[Start of Material shown]

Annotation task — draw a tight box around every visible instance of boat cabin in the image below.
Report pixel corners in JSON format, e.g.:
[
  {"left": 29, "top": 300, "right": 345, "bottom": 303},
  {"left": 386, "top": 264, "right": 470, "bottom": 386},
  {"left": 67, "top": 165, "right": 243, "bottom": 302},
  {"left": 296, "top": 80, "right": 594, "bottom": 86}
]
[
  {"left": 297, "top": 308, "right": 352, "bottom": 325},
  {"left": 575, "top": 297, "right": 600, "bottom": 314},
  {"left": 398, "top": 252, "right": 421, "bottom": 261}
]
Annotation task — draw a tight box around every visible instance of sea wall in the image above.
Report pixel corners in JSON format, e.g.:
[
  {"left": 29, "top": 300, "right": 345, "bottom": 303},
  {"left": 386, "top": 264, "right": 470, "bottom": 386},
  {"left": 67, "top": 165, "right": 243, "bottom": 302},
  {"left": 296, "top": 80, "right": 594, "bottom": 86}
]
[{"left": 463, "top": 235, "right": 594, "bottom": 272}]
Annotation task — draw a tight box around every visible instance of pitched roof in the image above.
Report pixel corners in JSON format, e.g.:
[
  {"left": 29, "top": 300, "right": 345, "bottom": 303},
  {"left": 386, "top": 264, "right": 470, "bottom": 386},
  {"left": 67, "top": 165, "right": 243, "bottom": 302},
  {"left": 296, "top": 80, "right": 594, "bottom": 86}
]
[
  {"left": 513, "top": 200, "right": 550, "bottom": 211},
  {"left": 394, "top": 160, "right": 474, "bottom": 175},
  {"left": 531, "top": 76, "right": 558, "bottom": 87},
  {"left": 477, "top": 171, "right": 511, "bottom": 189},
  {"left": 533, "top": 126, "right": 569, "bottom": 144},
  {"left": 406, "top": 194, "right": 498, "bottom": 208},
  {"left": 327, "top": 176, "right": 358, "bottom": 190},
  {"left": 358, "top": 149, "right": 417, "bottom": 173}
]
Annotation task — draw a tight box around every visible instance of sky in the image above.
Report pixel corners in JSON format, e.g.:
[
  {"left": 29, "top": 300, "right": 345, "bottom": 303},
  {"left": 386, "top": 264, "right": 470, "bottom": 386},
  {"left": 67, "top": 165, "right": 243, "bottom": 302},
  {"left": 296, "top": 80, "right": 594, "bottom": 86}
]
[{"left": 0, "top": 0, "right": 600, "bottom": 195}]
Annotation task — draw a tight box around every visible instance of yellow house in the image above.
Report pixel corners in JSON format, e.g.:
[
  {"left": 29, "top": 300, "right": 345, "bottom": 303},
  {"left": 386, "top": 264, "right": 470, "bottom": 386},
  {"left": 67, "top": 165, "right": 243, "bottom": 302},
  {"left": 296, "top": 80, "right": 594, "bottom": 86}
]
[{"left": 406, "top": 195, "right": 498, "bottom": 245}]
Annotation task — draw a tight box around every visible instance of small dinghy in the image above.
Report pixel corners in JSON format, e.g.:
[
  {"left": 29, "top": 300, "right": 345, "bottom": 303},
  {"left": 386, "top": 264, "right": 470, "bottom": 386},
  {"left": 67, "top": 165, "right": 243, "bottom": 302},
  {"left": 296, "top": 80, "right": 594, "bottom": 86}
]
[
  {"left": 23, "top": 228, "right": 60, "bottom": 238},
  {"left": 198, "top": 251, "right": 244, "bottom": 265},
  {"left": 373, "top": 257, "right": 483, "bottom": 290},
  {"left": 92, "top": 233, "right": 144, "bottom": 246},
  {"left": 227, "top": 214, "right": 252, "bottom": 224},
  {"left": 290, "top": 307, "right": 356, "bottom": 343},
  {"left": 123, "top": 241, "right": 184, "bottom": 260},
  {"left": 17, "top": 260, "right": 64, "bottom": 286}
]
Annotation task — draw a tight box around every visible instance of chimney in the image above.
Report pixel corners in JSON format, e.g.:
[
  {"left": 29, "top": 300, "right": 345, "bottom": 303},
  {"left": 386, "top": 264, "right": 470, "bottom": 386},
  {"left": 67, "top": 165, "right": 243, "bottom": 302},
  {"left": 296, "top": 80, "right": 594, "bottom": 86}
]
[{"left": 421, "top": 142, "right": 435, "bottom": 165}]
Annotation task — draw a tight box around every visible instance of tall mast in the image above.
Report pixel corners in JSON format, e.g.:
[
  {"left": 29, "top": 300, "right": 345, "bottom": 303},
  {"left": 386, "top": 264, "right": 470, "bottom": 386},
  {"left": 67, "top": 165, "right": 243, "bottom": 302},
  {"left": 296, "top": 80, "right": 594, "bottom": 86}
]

[End of Material shown]

### Instructions to follow:
Reproduce the rows from the line containing "house in the image above." through the end of the rows, both ends included, leaving the requests and their format samples unchanged. Multiply every box coordinate in the answers by 1.3 and round each to a whole number, with halves rounded up.

### Exercise solution:
Annotation task — draw a tight box around every visible instance of yellow house in the image above.
Report pixel corners in JSON format, e.g.:
[
  {"left": 29, "top": 300, "right": 345, "bottom": 303},
  {"left": 386, "top": 264, "right": 470, "bottom": 386},
  {"left": 67, "top": 165, "right": 243, "bottom": 302},
  {"left": 296, "top": 80, "right": 594, "bottom": 86}
]
[{"left": 528, "top": 254, "right": 647, "bottom": 319}]
Annotation task — draw a tight box around every visible instance of small dinghy in the image above.
Report pixel corners in JSON format, e.g.:
[
  {"left": 29, "top": 300, "right": 345, "bottom": 303},
  {"left": 386, "top": 264, "right": 470, "bottom": 386},
  {"left": 67, "top": 165, "right": 243, "bottom": 302},
  {"left": 296, "top": 80, "right": 594, "bottom": 86}
]
[
  {"left": 30, "top": 296, "right": 78, "bottom": 309},
  {"left": 257, "top": 326, "right": 317, "bottom": 345},
  {"left": 485, "top": 334, "right": 628, "bottom": 377},
  {"left": 120, "top": 303, "right": 187, "bottom": 320},
  {"left": 295, "top": 278, "right": 328, "bottom": 291},
  {"left": 377, "top": 399, "right": 463, "bottom": 446},
  {"left": 160, "top": 313, "right": 239, "bottom": 338},
  {"left": 22, "top": 338, "right": 83, "bottom": 372}
]
Annotation task — draw a tight box around every visible instance of chimney in the image above.
Report pixel corners in JSON format, e.g.:
[
  {"left": 29, "top": 300, "right": 345, "bottom": 303},
  {"left": 386, "top": 264, "right": 470, "bottom": 386},
  {"left": 67, "top": 165, "right": 243, "bottom": 302},
  {"left": 296, "top": 80, "right": 594, "bottom": 86}
]
[{"left": 547, "top": 185, "right": 566, "bottom": 215}]
Annotation task — draw a tight box around every visible instance of tall mast in the image above.
Report pixel corners in JSON format, e.g.:
[
  {"left": 29, "top": 300, "right": 345, "bottom": 303},
  {"left": 386, "top": 264, "right": 470, "bottom": 386},
  {"left": 67, "top": 165, "right": 243, "bottom": 302},
  {"left": 296, "top": 80, "right": 594, "bottom": 86}
]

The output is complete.